"""

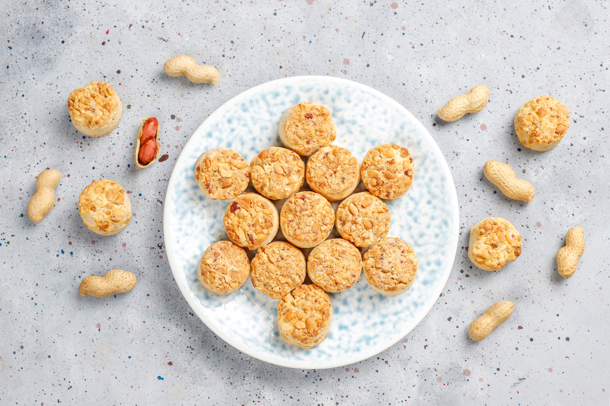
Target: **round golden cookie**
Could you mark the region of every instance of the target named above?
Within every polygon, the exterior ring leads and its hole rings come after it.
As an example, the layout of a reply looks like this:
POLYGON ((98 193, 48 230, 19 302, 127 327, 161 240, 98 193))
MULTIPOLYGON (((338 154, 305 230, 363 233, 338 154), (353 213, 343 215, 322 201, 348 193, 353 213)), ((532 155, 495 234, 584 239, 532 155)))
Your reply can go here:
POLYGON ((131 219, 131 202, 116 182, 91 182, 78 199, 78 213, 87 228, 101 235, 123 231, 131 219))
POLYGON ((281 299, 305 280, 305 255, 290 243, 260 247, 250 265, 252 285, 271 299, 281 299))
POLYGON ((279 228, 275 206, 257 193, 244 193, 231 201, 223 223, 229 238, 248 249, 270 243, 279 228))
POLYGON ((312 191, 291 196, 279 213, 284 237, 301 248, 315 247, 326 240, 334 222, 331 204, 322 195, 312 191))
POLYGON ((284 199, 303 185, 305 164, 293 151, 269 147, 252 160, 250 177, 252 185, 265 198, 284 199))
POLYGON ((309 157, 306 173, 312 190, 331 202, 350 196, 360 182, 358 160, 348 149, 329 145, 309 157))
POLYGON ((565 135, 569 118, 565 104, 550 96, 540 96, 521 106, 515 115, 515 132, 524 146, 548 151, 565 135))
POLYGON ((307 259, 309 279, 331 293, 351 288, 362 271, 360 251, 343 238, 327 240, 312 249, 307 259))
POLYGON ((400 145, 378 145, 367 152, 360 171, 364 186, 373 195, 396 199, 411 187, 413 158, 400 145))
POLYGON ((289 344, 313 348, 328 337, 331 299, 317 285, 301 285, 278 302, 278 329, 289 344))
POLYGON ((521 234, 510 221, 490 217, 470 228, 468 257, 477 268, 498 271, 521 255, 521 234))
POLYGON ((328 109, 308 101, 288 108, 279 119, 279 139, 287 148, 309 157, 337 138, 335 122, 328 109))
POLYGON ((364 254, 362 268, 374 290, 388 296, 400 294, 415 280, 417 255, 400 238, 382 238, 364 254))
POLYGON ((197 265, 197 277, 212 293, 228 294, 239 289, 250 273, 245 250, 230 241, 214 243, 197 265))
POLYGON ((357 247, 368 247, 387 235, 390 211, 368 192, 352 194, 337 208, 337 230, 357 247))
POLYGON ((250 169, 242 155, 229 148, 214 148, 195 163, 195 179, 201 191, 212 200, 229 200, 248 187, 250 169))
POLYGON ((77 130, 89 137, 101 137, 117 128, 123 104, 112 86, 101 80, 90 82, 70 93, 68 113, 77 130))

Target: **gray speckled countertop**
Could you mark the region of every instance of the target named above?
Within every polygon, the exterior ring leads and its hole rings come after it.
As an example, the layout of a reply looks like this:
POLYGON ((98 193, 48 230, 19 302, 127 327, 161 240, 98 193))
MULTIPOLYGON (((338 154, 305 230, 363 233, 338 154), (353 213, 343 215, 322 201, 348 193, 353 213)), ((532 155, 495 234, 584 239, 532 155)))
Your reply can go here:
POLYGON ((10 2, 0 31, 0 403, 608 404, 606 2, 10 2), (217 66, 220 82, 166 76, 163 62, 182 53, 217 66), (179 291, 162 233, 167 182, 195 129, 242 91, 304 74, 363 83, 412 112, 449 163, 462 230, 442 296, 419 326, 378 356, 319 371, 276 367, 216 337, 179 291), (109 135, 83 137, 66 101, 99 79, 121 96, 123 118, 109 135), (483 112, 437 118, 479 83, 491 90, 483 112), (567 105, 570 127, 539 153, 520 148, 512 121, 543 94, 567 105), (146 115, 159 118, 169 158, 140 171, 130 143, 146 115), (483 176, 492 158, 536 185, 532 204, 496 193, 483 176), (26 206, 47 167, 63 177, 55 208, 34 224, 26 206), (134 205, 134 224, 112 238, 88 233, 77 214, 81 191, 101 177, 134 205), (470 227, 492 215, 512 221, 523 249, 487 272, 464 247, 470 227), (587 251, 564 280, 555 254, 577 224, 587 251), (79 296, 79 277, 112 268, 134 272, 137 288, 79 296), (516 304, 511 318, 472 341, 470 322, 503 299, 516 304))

"""

- [Problem to solve] Copy all the rows above word for word, omitting the pictures.

- [Finished task]
Target: **round golden cookie**
Could you mark the region of every instance of the target named above?
Within every polygon, the exterior ring leads and its hole rings come after it.
As an example, the layout of a reply looks like this:
POLYGON ((98 193, 48 230, 19 302, 127 327, 161 240, 98 193))
MULTIPOLYGON (((338 154, 305 230, 363 233, 338 154), (353 213, 343 215, 322 201, 348 193, 353 213)), ((532 155, 495 234, 584 239, 532 155)))
Your reply can go here:
POLYGON ((131 219, 131 202, 116 182, 91 182, 78 199, 78 213, 87 228, 101 235, 123 231, 131 219))
POLYGON ((281 299, 305 280, 305 255, 290 243, 260 247, 250 265, 252 285, 271 299, 281 299))
POLYGON ((279 228, 275 206, 257 193, 244 193, 231 201, 223 223, 229 238, 248 249, 270 243, 279 228))
POLYGON ((312 191, 291 196, 279 213, 284 237, 301 248, 315 247, 326 240, 334 222, 331 204, 322 195, 312 191))
POLYGON ((284 199, 303 185, 305 164, 293 151, 269 147, 252 160, 250 177, 252 185, 265 198, 284 199))
POLYGON ((309 157, 306 173, 312 190, 331 202, 350 196, 360 182, 358 160, 348 149, 329 145, 309 157))
POLYGON ((565 135, 569 118, 565 104, 550 96, 540 96, 521 106, 515 115, 515 132, 524 146, 548 151, 565 135))
POLYGON ((307 259, 309 279, 331 293, 351 288, 362 271, 360 251, 343 238, 327 240, 312 249, 307 259))
POLYGON ((400 145, 378 145, 367 152, 360 171, 364 186, 373 195, 396 199, 411 187, 413 158, 400 145))
POLYGON ((289 344, 313 348, 328 337, 331 299, 317 285, 301 285, 278 302, 278 329, 289 344))
POLYGON ((521 234, 510 221, 490 217, 470 228, 468 257, 477 268, 498 271, 521 255, 521 234))
POLYGON ((328 109, 308 101, 288 108, 279 119, 279 139, 287 148, 309 157, 337 138, 335 122, 328 109))
POLYGON ((364 254, 362 268, 374 290, 388 296, 400 294, 415 280, 417 255, 400 238, 382 238, 364 254))
POLYGON ((197 265, 197 277, 212 293, 228 294, 239 289, 250 273, 245 250, 230 241, 214 243, 197 265))
POLYGON ((357 247, 368 247, 387 235, 390 211, 368 192, 352 194, 337 208, 337 230, 357 247))
POLYGON ((250 169, 242 155, 229 148, 214 148, 195 163, 195 179, 201 191, 212 200, 229 200, 248 187, 250 169))
POLYGON ((77 130, 89 137, 101 137, 117 128, 123 104, 112 86, 101 80, 90 82, 70 93, 68 113, 77 130))

Target: **gray speckled countertop**
Could you mark the region of every instance of the target named above?
Within every polygon, the exterior ring leads and its hole rings come after it.
As an example, the layout of a reply looks like this:
POLYGON ((98 193, 48 230, 19 302, 127 327, 161 240, 98 193))
MULTIPOLYGON (((338 154, 305 230, 363 233, 338 154), (353 213, 343 215, 322 201, 348 193, 353 213)), ((532 155, 495 234, 584 239, 532 155)))
Your reply can go here:
POLYGON ((10 2, 0 31, 0 403, 608 404, 606 2, 10 2), (217 66, 220 82, 166 76, 163 62, 182 53, 217 66), (179 291, 162 233, 167 182, 195 129, 242 91, 304 74, 363 83, 412 112, 449 163, 462 230, 442 296, 419 326, 378 356, 319 371, 276 367, 216 337, 179 291), (109 135, 83 137, 66 101, 99 79, 121 96, 123 118, 109 135), (483 112, 437 118, 479 83, 491 90, 483 112), (567 105, 570 127, 539 153, 520 148, 512 121, 543 94, 567 105), (146 115, 159 118, 169 158, 140 171, 130 143, 146 115), (483 176, 492 158, 536 185, 532 204, 496 193, 483 176), (26 206, 47 167, 63 177, 55 208, 34 224, 26 206), (134 205, 134 224, 112 238, 88 233, 77 214, 81 191, 101 177, 134 205), (470 227, 492 215, 512 221, 523 249, 487 272, 464 247, 470 227), (587 251, 564 280, 555 254, 577 224, 587 251), (79 296, 79 277, 112 268, 134 272, 137 288, 79 296), (516 304, 511 318, 472 341, 470 322, 503 299, 516 304))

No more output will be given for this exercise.